"""

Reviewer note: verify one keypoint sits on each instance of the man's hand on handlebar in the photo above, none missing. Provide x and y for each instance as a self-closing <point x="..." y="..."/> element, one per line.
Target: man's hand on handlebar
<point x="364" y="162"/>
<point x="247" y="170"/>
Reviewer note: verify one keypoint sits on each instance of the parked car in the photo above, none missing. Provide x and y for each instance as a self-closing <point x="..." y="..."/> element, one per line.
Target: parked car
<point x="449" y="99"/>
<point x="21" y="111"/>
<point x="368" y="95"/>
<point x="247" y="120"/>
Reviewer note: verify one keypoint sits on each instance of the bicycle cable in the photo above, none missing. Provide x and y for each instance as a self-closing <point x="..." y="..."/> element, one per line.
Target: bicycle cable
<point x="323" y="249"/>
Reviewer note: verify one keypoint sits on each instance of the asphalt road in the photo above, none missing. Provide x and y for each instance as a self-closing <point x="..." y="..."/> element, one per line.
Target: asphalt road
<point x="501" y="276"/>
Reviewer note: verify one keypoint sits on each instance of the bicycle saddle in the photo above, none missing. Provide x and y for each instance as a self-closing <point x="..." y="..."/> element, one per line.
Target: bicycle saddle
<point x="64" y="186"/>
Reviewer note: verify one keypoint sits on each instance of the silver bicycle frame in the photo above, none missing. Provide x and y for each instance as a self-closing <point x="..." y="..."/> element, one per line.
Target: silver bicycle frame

"""

▸ **The problem**:
Please reproduce all of the material above word for word, keeping every line in its original order and form.

▸ **Result of the exercise**:
Reviewer note: verify one keypoint sits on each instance of the man's hand on handlebar in the photo above, none missing. Provide x and y for each instance as a self-closing <point x="..." y="..."/> element, one per line.
Target: man's hand on handlebar
<point x="364" y="162"/>
<point x="247" y="170"/>
Reviewer note: verify one keypoint sits on each instance of the parked car in the photo above, none missing. Provide x and y for each instance as a self-closing <point x="..." y="..."/> element, one per line.
Target: parked car
<point x="449" y="99"/>
<point x="21" y="111"/>
<point x="368" y="95"/>
<point x="247" y="120"/>
Reviewer note: verify one keypoint sits on each instance of the bicycle cable in the photo above, none missing. Provide x and y for each instance as a self-closing <point x="..." y="..."/> element, one per line.
Target: bicycle cable
<point x="323" y="249"/>
Reviewer note: verify one keypoint sits on each instance of the asphalt road in the photo above, none missing. Provide x and y for each instance as a self-closing <point x="..." y="..."/> element, one per line.
Target: asphalt road
<point x="501" y="276"/>
Reviewer note: verify one keypoint sits on each instance of the bicycle saddle in the photo above, none missing. Provide x and y for each instance as a self-closing <point x="..." y="..."/> element, one per line.
Target: bicycle saddle
<point x="64" y="186"/>
Reviewer note: verify one keypoint sits on each instance of the silver bicycle frame in the photo above, none missing. Provide x and y for each instance as a self-closing <point x="..." y="..."/> element, one per line.
Target: silver bicycle frame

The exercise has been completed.